▼

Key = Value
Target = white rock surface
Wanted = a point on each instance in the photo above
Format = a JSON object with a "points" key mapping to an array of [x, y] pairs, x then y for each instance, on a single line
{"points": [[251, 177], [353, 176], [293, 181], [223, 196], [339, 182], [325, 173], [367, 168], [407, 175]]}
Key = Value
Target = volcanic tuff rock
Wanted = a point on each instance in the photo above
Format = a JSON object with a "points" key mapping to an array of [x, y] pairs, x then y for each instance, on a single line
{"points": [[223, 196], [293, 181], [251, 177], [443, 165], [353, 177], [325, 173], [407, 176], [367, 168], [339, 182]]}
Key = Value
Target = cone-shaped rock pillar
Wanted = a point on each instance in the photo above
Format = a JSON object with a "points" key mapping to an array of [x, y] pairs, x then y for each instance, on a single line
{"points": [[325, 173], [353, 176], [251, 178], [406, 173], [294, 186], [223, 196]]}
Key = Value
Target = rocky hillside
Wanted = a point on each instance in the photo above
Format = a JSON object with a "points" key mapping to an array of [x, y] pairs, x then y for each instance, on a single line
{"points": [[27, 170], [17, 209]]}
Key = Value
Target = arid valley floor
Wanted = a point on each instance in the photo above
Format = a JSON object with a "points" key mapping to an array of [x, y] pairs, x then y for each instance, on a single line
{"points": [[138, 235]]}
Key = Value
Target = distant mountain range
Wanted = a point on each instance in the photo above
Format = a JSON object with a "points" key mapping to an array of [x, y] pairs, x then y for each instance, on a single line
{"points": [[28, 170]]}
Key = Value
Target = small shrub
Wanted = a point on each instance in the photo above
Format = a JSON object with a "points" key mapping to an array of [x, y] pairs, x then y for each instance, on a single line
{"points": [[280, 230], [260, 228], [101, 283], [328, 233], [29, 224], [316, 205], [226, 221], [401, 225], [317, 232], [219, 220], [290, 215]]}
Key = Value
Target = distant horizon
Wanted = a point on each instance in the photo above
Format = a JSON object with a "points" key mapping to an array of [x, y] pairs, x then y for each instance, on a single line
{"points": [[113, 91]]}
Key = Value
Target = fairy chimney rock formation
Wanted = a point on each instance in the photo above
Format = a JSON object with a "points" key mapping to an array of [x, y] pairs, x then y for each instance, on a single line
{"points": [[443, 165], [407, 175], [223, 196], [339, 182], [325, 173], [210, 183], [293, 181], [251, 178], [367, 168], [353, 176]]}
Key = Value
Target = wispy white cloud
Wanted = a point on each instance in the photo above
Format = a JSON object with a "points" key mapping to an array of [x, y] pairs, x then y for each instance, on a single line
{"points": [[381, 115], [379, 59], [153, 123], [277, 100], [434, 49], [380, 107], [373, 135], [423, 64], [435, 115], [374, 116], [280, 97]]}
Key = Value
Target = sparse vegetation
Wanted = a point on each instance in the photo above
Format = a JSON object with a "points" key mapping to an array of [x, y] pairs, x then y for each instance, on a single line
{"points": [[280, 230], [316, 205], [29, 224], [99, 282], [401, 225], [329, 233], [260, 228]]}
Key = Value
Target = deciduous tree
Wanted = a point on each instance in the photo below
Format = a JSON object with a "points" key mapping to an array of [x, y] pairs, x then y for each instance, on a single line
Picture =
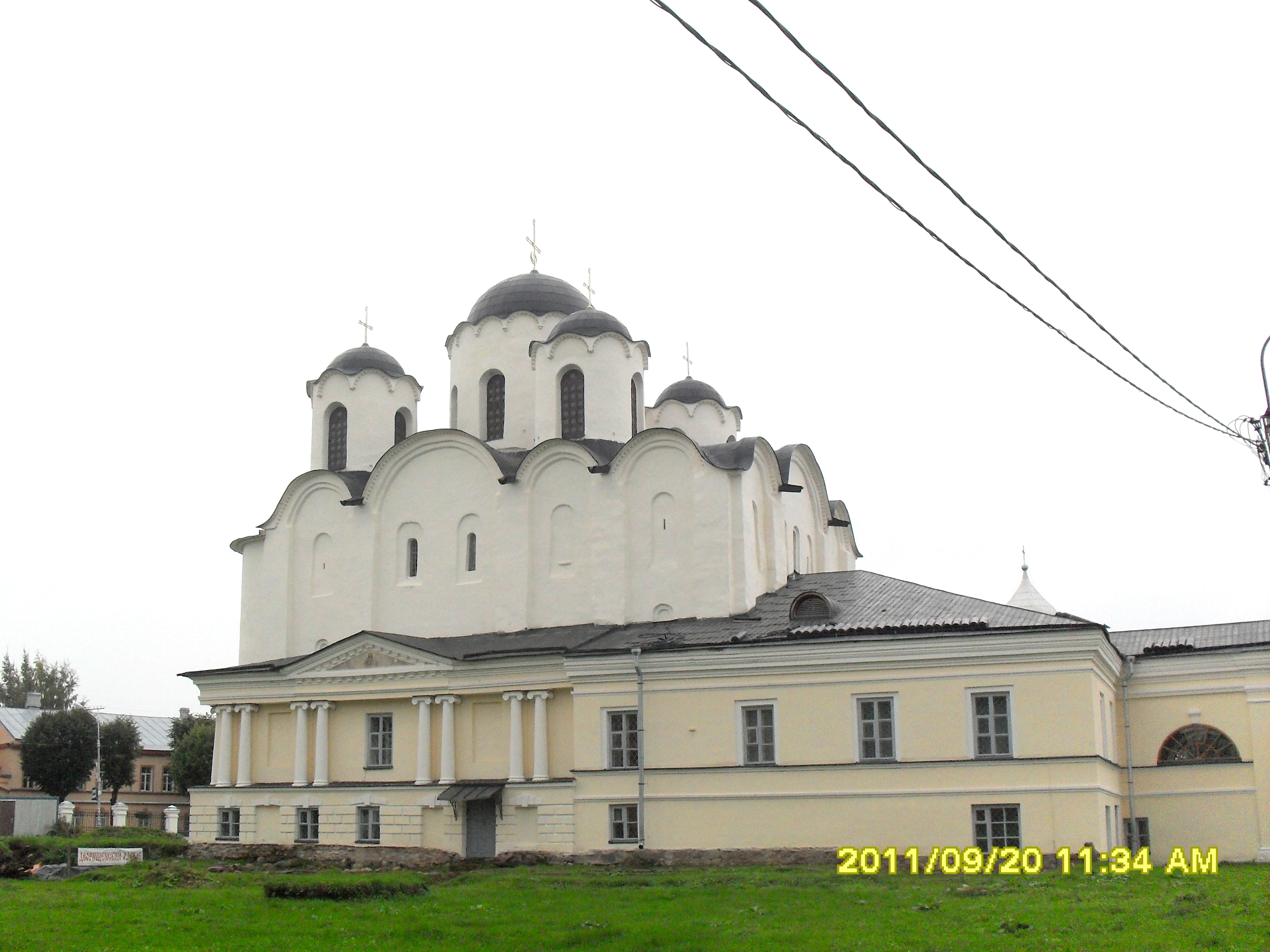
{"points": [[59, 751], [121, 743], [192, 740]]}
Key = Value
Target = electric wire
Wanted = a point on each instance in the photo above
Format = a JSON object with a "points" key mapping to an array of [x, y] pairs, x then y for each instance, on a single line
{"points": [[920, 224], [975, 211]]}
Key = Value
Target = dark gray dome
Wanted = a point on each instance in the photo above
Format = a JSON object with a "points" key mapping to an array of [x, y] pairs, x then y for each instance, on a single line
{"points": [[590, 323], [364, 359], [537, 294], [690, 391]]}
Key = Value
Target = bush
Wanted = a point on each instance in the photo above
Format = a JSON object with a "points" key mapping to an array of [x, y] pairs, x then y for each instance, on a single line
{"points": [[372, 889]]}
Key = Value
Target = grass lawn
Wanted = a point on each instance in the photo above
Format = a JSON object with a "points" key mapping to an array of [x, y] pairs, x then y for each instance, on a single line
{"points": [[552, 908]]}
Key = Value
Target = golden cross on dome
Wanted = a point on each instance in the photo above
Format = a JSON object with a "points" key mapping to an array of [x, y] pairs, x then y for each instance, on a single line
{"points": [[534, 247]]}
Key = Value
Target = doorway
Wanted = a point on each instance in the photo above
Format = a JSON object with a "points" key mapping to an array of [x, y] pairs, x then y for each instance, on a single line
{"points": [[479, 816]]}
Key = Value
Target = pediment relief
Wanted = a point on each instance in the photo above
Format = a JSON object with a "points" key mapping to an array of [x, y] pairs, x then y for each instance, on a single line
{"points": [[370, 657]]}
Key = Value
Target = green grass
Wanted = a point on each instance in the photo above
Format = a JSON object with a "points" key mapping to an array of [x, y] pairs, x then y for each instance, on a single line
{"points": [[182, 907]]}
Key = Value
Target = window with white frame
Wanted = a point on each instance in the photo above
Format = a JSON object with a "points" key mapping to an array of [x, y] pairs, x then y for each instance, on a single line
{"points": [[877, 728], [367, 824], [307, 824], [228, 824], [991, 724], [623, 739], [996, 826], [624, 823], [759, 734], [379, 740]]}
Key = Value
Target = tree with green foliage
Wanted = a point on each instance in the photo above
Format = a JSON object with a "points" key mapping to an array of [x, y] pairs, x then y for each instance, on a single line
{"points": [[121, 743], [193, 738], [55, 683], [59, 751]]}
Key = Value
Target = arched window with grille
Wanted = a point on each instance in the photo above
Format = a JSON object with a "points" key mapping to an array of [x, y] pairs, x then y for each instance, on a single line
{"points": [[634, 404], [1198, 743], [337, 439], [573, 405], [496, 405]]}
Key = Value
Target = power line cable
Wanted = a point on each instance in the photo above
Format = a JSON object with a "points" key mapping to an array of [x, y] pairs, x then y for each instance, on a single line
{"points": [[917, 221], [977, 214]]}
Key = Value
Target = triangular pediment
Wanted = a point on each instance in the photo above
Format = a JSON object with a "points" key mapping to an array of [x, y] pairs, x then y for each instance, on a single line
{"points": [[367, 655]]}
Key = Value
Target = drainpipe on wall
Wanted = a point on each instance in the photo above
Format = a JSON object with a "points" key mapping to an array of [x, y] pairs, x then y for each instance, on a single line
{"points": [[639, 730], [1128, 753]]}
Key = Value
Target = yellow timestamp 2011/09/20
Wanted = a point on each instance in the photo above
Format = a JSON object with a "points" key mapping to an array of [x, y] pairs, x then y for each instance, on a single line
{"points": [[1013, 861]]}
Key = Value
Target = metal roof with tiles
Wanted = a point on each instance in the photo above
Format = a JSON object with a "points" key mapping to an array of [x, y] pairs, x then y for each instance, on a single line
{"points": [[869, 607], [153, 730], [1197, 636]]}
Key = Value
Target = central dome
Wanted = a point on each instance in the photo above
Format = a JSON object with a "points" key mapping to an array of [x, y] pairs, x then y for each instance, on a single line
{"points": [[590, 323], [537, 294]]}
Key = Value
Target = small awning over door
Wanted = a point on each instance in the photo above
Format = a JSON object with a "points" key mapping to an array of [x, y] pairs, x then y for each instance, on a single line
{"points": [[461, 793]]}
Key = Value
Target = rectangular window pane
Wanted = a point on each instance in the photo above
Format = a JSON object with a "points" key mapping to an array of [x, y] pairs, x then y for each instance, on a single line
{"points": [[996, 826], [623, 739], [877, 730], [379, 747], [992, 725], [624, 823], [369, 824], [760, 734]]}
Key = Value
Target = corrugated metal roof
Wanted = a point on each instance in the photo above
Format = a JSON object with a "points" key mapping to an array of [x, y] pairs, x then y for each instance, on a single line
{"points": [[153, 730], [1198, 636], [872, 606]]}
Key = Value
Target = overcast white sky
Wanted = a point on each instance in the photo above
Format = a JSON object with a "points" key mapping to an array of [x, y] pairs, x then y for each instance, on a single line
{"points": [[197, 202]]}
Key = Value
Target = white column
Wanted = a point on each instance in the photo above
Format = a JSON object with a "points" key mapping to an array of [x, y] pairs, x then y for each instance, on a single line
{"points": [[423, 747], [322, 743], [516, 740], [244, 775], [447, 737], [542, 771], [300, 774], [221, 776]]}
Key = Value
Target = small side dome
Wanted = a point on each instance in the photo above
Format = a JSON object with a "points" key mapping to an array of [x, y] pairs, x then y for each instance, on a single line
{"points": [[537, 294], [690, 391], [590, 323], [366, 359]]}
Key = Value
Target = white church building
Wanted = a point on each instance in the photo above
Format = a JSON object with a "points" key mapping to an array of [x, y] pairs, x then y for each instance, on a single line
{"points": [[573, 621]]}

▲

What you should do: Tally the lines of the records that contain the word "green" and give only the number. Case counts.

The solution: 2